YOUR GOAL
Scale the part that opens with the line containing "of the peeling" and closes with the line containing "[[161, 473]]". Write out every line of that part again, leaving all other wording unchanged but multiplying each coordinate in the answers by 1.1 and rounding to whole numbers, with halves rounded up.

Dataset records
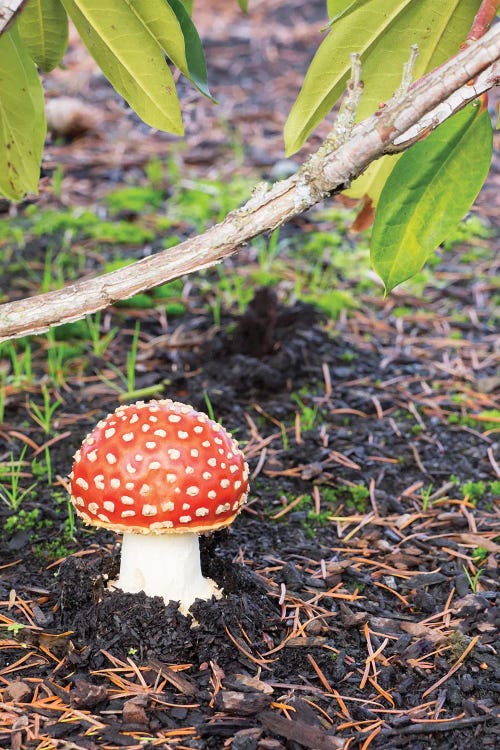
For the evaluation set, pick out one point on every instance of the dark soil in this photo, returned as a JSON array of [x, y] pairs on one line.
[[304, 606], [352, 617]]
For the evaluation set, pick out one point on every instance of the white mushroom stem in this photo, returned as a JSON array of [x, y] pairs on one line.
[[166, 565]]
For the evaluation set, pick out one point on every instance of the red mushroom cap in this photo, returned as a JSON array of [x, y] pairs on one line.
[[159, 467]]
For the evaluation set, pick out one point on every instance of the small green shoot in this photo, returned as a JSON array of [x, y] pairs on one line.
[[425, 496], [479, 555], [43, 415], [100, 341], [473, 579], [208, 404], [12, 495]]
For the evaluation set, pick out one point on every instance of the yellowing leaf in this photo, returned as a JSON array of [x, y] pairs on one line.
[[130, 57], [382, 31], [43, 26], [430, 189], [22, 118]]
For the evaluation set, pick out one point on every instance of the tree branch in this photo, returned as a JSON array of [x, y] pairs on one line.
[[267, 209], [483, 20]]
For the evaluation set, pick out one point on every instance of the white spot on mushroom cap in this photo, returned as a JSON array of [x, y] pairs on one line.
[[161, 525], [167, 506], [99, 481]]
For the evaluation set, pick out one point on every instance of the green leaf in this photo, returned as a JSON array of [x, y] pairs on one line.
[[22, 118], [372, 181], [43, 26], [130, 57], [335, 8], [196, 68], [382, 31], [430, 189]]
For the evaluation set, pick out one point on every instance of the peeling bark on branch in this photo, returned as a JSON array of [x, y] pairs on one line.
[[8, 10], [320, 176]]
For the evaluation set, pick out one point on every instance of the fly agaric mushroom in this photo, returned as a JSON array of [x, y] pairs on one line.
[[161, 473]]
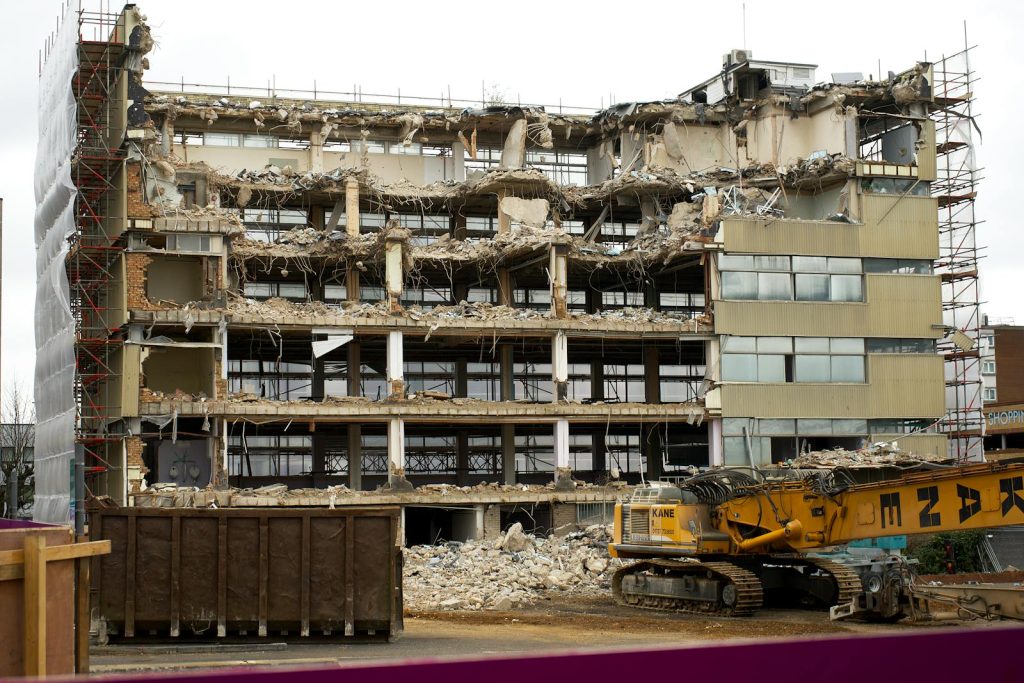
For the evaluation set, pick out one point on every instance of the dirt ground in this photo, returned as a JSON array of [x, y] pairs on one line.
[[551, 626]]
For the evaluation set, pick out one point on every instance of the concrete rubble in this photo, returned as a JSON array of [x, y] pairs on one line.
[[171, 496], [877, 455], [509, 572]]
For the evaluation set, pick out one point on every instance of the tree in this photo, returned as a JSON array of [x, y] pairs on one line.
[[17, 437]]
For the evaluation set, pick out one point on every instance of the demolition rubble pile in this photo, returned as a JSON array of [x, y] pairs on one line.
[[877, 455], [279, 495], [514, 570]]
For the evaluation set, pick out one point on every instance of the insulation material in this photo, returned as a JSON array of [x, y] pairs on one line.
[[54, 223]]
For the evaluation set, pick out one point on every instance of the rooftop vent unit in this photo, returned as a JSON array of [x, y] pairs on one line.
[[736, 57]]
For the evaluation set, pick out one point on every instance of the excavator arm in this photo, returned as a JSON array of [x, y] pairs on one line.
[[801, 516]]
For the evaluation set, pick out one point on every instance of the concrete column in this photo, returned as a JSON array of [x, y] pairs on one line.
[[563, 471], [558, 269], [394, 276], [461, 379], [651, 441], [598, 442], [508, 454], [352, 207], [559, 367], [458, 161], [716, 457], [396, 455], [355, 456], [507, 389], [458, 226], [462, 457], [505, 296], [320, 452], [504, 220], [354, 363], [318, 380], [315, 152], [352, 283], [395, 366]]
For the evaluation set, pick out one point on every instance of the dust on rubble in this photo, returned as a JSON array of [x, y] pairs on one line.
[[512, 571]]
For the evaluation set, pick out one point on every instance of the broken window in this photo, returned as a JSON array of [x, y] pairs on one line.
[[222, 139], [291, 291], [905, 266], [901, 346], [289, 455], [263, 141], [895, 186], [270, 379], [268, 224], [783, 359], [799, 279], [774, 440]]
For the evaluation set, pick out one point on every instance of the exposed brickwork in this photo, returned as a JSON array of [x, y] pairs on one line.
[[135, 265], [137, 206], [219, 383], [134, 447]]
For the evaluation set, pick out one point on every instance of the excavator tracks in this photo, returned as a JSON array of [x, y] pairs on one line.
[[717, 588], [847, 581]]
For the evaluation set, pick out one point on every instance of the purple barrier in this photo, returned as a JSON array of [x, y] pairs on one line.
[[20, 523], [989, 654]]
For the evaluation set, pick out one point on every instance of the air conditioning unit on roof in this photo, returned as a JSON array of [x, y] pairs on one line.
[[736, 57]]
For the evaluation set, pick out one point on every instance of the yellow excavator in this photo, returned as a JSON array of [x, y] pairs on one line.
[[726, 542]]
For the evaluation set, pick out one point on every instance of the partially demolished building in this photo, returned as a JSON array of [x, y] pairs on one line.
[[313, 292]]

WORKED SOLUTION
For the evaluation set, pick out one point on every instance of the peeling bark on branch in this photo, returned as a JSON array of [x, y] pairs on one line.
[[9, 11], [352, 194]]
For the evaluation set, pick out one point on every instance of the fly agaric mushroom in this photo, returned as a JSON array of [x, y] pairs on one line.
[[177, 520]]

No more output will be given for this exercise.